▸ **Written request**: Repeat the following records word for word, leaving the pictures out of your answer.

— Begin —

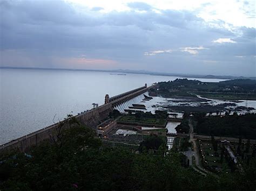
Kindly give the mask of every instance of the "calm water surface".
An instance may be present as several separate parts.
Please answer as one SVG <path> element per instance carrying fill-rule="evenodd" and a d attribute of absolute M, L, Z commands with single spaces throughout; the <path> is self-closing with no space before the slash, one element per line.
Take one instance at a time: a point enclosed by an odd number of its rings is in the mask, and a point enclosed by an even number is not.
<path fill-rule="evenodd" d="M 133 74 L 110 75 L 110 73 L 96 72 L 0 69 L 0 144 L 56 123 L 71 111 L 76 115 L 90 109 L 92 103 L 101 105 L 106 94 L 112 96 L 146 83 L 151 84 L 177 77 Z"/>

— End —

▸ **Solution for this exercise**:
Kindly give the mask of every instance of the "calm water surface".
An instance may be present as several separate parts.
Please answer as one SVG <path> element per instance carrying fill-rule="evenodd" and a d attribute of absolute M, L, Z commands with single spaces throughout; the <path> is self-closing with no space before the slash, one element per line.
Take one instance at a time: a point enclosed by an odd number of its rings is in the mask, and a point enclosed by an even number is not.
<path fill-rule="evenodd" d="M 133 74 L 110 75 L 110 73 L 96 72 L 0 69 L 0 144 L 56 123 L 71 111 L 76 115 L 90 109 L 92 103 L 101 105 L 106 94 L 112 96 L 146 83 L 151 84 L 177 77 Z"/>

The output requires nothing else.